- [Challenge]:
Gather every line below that contains the word "white".

- [Supplied entries]:
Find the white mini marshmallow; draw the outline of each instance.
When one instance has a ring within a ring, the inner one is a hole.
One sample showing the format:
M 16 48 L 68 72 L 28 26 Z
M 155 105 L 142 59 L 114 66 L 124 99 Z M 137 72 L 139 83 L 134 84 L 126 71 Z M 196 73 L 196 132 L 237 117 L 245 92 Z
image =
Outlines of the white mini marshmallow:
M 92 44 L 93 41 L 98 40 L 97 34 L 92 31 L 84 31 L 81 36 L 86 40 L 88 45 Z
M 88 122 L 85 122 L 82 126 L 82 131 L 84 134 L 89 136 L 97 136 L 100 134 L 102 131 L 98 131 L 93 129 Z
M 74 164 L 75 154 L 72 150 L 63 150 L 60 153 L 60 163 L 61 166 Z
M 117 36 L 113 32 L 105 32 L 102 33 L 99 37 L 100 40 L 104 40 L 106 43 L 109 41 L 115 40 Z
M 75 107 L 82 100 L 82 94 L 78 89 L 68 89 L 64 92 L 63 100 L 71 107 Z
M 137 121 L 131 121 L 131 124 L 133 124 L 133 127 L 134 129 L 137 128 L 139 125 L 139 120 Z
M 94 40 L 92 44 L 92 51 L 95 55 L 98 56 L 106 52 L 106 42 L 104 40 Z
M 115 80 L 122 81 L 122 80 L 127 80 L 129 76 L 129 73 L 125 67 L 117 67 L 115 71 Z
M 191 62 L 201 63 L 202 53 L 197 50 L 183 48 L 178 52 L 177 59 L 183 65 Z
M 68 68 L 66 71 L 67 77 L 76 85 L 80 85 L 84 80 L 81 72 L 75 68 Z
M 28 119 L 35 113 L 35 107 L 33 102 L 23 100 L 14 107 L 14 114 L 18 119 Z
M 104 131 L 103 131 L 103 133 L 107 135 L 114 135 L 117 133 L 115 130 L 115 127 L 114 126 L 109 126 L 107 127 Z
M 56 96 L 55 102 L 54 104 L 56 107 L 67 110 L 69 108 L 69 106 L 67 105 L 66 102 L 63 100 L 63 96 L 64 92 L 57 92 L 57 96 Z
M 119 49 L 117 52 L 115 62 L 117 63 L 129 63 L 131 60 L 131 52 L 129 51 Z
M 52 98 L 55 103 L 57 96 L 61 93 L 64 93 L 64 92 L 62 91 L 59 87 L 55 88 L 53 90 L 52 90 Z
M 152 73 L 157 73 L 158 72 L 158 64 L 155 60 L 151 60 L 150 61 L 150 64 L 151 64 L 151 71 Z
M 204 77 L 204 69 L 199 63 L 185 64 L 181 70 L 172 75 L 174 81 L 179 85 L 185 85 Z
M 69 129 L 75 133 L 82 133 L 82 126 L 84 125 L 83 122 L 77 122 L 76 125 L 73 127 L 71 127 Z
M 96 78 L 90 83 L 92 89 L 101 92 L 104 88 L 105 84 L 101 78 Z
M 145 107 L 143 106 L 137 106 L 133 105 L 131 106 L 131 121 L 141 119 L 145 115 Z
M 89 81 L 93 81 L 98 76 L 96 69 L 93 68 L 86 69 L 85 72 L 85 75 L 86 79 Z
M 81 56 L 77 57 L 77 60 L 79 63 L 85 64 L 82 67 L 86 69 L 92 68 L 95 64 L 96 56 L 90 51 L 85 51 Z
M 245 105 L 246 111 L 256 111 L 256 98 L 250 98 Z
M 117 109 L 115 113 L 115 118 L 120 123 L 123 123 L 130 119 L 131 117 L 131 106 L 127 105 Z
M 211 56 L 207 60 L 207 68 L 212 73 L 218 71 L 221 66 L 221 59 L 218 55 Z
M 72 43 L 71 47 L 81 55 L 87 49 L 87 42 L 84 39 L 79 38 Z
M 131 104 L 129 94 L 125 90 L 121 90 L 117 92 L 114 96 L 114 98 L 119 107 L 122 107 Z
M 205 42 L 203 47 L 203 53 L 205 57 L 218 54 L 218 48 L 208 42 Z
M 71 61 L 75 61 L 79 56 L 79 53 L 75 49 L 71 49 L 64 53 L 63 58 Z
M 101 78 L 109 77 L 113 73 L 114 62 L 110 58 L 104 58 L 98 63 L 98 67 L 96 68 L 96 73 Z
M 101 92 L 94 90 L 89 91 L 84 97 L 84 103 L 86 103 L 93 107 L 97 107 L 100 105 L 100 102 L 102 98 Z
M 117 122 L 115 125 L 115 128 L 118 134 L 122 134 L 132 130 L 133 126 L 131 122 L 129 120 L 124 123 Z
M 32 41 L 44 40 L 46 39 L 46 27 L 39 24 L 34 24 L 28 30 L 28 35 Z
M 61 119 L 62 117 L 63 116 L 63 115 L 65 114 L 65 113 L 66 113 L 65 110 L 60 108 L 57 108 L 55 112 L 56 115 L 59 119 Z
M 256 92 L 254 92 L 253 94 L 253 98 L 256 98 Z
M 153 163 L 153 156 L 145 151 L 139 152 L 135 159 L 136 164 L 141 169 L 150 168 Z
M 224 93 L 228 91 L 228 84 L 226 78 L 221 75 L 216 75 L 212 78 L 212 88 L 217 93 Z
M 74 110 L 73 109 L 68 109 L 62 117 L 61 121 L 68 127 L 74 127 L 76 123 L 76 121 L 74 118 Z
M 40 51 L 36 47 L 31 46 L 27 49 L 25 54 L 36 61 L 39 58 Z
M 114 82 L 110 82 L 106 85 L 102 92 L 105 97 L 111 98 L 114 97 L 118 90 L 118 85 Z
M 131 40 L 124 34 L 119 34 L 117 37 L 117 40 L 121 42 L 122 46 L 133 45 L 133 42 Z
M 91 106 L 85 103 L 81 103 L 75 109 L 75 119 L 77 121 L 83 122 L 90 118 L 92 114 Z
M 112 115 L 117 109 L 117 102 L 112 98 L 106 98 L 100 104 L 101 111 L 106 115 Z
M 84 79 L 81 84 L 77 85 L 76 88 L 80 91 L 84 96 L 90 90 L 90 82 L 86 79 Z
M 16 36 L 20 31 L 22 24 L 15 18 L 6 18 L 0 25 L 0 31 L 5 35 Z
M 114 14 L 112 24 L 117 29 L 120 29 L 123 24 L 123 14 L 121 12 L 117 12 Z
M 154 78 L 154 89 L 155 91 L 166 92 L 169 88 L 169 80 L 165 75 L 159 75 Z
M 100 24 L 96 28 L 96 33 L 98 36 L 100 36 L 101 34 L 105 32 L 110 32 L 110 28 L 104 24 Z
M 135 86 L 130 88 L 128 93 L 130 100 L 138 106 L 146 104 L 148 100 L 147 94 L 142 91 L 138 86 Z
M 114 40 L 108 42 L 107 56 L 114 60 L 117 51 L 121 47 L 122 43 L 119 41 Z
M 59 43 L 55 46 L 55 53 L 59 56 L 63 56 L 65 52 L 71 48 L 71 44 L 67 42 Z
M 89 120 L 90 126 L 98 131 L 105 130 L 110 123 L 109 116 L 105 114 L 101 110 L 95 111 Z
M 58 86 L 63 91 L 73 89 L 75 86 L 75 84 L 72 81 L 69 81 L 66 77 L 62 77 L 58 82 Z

- [Solution to the exercise]:
Find the white mini marshmallow; draw the outline of each instance.
Outlines of the white mini marshmallow:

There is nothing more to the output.